**Task to complete**
Rewrite the listing's lines starting with the line that contains "Target: sunset sky" and going on through the line that contains "[[[284,0],[0,0],[0,70],[246,73],[284,61]]]", substituting "border" for "boundary" and changing nothing else.
**** Dataset ****
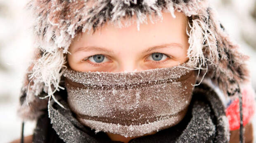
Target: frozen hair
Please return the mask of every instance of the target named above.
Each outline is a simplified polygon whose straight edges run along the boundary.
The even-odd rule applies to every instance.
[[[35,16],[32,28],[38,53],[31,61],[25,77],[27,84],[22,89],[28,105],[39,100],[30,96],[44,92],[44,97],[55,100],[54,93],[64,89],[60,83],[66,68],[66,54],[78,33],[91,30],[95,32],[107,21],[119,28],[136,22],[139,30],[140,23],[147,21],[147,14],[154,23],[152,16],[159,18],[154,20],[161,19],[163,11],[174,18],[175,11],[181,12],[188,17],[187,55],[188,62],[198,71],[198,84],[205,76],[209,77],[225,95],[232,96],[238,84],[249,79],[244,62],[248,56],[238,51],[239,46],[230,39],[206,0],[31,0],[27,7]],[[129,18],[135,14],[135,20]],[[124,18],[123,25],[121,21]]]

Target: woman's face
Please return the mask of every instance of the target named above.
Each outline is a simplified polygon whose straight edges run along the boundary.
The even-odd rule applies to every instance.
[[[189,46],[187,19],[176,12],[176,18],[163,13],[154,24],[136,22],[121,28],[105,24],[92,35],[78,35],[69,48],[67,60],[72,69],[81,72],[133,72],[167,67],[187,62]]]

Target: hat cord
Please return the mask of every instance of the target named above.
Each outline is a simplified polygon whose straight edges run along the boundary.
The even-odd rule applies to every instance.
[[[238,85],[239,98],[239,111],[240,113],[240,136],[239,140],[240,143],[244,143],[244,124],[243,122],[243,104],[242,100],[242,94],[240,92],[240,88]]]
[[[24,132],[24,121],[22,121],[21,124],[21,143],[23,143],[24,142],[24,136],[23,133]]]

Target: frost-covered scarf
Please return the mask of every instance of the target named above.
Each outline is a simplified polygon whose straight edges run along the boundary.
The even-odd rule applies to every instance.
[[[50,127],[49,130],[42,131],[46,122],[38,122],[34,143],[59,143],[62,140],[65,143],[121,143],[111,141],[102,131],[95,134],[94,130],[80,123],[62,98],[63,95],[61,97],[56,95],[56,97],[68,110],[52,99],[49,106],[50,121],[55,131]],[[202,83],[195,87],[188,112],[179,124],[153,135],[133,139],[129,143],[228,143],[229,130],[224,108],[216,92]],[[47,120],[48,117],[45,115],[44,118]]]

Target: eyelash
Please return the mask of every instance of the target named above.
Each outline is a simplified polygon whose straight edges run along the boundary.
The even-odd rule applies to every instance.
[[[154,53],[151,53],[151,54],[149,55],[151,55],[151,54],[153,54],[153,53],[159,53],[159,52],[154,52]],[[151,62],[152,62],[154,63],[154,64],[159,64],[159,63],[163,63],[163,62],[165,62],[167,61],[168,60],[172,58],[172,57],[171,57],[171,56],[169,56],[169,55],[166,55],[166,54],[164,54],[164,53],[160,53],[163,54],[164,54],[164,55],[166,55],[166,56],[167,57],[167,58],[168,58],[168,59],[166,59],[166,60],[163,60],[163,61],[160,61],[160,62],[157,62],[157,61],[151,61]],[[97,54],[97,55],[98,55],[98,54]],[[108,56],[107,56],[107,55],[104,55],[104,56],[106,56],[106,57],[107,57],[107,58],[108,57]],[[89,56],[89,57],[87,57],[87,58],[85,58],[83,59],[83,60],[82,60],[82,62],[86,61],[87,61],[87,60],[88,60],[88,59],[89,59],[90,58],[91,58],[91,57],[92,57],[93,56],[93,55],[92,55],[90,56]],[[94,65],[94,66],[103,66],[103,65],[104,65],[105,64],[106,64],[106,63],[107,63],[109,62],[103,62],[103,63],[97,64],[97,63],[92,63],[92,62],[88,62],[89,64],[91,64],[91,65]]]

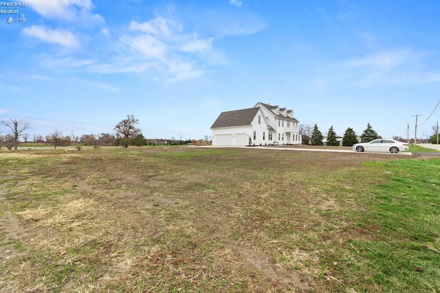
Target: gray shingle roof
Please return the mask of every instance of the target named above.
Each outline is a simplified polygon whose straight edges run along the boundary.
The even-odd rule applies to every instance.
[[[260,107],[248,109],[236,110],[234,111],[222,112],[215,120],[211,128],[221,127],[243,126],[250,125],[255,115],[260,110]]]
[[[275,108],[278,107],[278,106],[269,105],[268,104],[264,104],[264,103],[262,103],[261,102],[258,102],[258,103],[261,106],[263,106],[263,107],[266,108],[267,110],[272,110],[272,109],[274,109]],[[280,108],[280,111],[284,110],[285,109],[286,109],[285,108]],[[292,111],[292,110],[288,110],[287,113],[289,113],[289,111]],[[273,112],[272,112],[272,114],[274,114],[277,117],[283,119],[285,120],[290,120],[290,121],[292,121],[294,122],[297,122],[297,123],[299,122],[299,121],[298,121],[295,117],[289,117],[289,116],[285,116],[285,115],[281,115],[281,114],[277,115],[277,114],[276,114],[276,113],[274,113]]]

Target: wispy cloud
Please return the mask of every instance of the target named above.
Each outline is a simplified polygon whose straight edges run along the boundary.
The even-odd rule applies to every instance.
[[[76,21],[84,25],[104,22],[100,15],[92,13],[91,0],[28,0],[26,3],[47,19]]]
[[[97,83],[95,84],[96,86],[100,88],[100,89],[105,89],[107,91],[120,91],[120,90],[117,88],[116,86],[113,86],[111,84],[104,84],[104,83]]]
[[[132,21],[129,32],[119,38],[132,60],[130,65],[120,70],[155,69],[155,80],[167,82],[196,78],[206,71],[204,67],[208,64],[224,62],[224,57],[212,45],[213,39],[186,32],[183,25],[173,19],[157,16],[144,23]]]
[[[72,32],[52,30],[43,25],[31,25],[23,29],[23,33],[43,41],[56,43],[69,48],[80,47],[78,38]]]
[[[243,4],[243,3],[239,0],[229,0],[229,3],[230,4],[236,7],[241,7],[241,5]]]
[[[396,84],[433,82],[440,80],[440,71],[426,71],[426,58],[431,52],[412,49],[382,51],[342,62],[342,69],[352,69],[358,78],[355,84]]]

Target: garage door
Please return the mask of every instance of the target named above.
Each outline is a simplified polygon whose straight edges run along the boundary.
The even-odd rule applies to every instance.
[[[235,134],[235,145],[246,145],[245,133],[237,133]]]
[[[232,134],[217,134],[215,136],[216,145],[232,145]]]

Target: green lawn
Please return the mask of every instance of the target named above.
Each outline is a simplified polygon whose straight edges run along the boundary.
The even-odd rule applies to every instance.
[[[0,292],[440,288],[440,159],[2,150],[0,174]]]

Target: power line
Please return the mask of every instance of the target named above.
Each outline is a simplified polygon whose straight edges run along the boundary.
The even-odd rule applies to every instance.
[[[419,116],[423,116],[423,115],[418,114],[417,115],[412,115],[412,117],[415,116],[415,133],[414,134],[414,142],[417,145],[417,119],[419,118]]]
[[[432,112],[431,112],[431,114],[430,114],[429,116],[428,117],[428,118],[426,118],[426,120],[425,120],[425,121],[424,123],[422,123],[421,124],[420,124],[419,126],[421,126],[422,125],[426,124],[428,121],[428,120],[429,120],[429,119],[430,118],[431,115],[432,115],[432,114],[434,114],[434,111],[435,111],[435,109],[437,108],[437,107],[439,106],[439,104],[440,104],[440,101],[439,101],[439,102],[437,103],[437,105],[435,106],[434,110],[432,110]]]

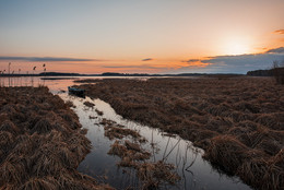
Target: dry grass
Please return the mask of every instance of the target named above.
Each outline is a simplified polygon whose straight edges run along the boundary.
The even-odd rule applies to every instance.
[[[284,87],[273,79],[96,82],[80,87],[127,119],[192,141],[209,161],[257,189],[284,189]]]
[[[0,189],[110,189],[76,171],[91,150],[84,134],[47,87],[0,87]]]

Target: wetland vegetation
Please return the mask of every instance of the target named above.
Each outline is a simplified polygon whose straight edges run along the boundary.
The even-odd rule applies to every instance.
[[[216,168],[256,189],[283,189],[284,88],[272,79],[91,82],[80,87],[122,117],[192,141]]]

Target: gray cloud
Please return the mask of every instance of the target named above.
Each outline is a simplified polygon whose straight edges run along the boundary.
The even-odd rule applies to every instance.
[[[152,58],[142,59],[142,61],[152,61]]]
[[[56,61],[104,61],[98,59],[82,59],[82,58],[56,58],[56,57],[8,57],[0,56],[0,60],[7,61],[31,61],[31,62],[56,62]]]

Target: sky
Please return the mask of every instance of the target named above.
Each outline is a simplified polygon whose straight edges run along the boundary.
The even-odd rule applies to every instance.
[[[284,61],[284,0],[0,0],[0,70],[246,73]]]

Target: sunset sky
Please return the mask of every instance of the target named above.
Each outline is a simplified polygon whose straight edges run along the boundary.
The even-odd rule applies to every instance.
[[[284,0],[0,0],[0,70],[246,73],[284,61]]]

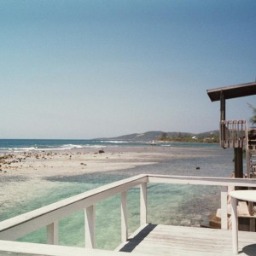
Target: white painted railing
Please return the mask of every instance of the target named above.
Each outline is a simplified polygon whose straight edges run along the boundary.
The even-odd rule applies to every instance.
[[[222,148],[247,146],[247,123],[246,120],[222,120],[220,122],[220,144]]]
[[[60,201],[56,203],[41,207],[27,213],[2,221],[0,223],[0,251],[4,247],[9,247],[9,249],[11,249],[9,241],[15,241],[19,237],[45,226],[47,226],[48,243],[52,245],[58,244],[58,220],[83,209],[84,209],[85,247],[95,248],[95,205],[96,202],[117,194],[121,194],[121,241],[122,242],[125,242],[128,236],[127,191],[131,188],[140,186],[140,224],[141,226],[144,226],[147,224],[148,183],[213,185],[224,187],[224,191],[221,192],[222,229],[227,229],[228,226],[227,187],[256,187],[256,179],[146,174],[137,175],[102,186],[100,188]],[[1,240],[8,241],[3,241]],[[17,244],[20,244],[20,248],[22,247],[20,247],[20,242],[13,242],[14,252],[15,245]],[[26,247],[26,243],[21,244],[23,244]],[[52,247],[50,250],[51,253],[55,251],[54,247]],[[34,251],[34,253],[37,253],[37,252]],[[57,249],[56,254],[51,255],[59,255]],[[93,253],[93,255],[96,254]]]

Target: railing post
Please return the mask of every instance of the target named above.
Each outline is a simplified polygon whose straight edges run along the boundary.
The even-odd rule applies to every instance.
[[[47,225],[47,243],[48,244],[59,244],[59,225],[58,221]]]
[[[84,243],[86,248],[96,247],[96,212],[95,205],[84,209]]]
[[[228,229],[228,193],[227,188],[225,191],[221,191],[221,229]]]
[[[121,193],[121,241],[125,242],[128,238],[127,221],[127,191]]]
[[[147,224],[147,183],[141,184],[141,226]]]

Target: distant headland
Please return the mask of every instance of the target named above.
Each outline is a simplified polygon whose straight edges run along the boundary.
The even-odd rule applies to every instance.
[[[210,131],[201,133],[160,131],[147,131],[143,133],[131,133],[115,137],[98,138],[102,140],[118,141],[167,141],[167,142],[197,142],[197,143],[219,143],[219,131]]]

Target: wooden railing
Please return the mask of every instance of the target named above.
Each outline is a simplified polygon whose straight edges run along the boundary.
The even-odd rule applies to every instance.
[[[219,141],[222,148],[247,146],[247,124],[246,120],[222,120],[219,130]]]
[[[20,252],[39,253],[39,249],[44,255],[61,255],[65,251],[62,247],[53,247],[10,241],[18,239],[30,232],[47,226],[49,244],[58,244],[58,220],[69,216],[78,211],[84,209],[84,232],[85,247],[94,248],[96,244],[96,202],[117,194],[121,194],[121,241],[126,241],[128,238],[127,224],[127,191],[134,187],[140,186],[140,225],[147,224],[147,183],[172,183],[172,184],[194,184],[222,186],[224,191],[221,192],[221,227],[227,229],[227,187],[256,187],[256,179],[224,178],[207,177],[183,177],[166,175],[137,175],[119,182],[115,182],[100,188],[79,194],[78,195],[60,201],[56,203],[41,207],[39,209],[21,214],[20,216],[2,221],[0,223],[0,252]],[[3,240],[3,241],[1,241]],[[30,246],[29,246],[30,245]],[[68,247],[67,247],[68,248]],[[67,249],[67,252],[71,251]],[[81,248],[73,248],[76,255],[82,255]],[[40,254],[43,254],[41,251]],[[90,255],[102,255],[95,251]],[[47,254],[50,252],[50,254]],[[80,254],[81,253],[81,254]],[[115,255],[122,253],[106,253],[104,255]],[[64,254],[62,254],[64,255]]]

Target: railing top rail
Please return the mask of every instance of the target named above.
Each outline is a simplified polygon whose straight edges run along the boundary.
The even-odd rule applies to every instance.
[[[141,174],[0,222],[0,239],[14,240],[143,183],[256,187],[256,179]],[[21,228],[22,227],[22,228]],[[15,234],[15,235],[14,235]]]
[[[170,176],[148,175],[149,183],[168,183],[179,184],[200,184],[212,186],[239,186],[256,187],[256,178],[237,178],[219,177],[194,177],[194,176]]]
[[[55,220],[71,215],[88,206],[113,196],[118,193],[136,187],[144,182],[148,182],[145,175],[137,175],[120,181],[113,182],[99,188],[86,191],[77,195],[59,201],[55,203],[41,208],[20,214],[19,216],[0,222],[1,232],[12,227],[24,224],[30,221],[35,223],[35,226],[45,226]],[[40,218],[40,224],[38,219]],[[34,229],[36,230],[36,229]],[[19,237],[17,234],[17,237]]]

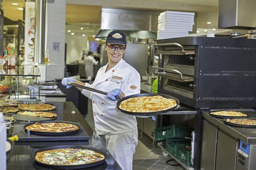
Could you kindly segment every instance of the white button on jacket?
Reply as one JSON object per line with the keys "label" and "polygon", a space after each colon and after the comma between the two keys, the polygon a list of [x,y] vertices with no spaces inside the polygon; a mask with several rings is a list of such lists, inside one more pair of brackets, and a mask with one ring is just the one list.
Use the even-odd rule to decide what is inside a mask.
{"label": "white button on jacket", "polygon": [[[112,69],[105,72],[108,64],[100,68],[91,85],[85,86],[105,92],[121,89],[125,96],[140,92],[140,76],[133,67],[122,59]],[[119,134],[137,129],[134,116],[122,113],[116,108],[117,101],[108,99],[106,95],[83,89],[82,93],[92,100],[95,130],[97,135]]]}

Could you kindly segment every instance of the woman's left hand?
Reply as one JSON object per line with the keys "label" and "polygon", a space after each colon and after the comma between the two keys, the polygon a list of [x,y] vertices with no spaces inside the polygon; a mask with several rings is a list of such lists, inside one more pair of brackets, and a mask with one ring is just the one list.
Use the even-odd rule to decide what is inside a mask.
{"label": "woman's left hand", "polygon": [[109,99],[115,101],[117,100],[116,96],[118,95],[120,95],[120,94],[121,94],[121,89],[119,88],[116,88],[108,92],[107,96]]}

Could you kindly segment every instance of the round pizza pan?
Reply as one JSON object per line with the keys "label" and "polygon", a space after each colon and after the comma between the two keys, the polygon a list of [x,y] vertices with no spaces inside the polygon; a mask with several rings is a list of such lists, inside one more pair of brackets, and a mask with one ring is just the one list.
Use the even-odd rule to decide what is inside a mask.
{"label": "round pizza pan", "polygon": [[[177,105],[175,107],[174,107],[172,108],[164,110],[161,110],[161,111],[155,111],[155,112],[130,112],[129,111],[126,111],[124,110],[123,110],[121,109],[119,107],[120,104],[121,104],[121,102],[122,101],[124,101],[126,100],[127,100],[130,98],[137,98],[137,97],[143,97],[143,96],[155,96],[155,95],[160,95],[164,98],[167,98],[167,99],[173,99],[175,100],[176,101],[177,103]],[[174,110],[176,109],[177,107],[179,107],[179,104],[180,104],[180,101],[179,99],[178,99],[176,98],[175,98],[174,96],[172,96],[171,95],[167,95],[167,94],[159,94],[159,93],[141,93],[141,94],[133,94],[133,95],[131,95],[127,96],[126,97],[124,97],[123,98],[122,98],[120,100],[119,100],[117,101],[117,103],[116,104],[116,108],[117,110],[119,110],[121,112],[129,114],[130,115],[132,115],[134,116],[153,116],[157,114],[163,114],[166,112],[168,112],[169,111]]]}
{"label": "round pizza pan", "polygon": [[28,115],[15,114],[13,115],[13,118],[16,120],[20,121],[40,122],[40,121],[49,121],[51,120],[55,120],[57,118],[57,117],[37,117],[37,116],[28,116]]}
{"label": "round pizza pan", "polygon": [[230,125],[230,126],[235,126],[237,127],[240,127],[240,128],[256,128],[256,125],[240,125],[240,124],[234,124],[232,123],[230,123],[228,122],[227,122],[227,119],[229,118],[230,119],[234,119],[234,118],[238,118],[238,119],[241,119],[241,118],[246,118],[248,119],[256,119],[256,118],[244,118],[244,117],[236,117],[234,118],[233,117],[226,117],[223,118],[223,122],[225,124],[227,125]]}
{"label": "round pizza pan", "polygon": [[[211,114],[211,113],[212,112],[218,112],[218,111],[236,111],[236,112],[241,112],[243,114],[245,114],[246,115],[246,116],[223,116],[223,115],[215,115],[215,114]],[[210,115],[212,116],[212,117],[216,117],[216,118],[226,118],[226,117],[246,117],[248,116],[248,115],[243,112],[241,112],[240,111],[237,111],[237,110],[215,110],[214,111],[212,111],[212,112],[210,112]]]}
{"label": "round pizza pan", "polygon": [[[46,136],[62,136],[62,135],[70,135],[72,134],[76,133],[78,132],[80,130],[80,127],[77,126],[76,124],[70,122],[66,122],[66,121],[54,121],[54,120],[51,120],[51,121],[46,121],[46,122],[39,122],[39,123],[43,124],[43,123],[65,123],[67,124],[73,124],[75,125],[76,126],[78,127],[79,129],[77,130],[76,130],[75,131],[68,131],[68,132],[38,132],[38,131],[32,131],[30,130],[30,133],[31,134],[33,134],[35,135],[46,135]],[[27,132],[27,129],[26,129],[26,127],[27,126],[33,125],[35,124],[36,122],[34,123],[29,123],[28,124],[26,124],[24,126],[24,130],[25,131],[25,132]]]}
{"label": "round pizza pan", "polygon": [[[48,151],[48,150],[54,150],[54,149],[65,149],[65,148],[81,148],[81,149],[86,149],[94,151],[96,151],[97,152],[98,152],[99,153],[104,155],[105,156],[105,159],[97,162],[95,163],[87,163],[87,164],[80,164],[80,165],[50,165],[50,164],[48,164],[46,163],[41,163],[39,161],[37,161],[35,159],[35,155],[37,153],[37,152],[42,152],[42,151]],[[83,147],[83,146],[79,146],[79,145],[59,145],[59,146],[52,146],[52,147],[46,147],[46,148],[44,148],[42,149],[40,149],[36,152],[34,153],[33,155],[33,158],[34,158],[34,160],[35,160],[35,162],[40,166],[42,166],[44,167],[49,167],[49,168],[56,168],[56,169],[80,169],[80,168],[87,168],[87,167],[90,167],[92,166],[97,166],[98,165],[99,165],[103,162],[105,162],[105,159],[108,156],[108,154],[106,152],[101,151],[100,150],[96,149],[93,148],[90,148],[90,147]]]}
****
**Solution to the problem**
Target: sunset sky
Please return the mask of every instance of the target named above.
Each outline is a simplified polygon whose straight edges run along the border.
The even-odd rule applies to every instance.
[[[284,0],[0,0],[0,70],[246,73],[284,61]]]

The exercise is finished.